# WHAT TO DO
Starting at the row containing "Please find recessed" and ending at the row containing "[144,104,169,117]", rewrite those rows as a numbered list and leave out any blank lines.

# EXTRACTED MATERIAL
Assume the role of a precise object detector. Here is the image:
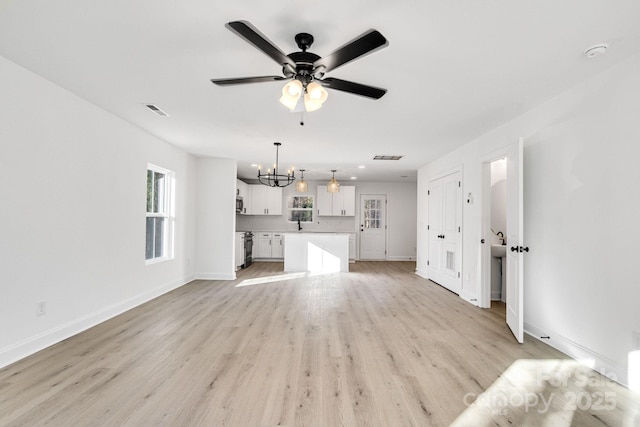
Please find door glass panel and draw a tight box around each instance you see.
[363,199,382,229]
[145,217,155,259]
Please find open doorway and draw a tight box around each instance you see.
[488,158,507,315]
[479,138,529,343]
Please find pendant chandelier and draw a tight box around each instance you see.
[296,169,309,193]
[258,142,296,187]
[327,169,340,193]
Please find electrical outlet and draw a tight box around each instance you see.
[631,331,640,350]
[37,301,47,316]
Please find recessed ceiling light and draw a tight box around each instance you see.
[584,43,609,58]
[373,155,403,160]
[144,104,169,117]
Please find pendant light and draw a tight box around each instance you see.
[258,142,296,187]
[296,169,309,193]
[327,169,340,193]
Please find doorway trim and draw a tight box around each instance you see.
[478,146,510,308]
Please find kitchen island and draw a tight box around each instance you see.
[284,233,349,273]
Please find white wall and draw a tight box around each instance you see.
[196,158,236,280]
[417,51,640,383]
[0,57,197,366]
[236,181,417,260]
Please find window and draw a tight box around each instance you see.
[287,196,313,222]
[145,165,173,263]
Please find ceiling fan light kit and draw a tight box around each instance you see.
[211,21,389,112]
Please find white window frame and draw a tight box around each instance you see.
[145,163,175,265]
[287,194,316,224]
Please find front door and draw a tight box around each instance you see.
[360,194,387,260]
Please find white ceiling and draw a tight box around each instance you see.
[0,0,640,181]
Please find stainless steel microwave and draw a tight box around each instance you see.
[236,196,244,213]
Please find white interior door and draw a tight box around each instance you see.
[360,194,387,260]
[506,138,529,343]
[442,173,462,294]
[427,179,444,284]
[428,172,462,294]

...

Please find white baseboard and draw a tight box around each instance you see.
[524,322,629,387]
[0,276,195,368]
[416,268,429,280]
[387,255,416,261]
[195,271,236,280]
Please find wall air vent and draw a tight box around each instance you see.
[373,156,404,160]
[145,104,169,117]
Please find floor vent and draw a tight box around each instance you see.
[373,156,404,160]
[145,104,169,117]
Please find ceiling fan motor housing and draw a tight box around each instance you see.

# SOLUTION TO THIS TASK
1. Please find recessed ceiling light and draw a tight box around each instance you see.
2. [584,43,609,58]
3. [373,155,403,160]
4. [144,104,169,117]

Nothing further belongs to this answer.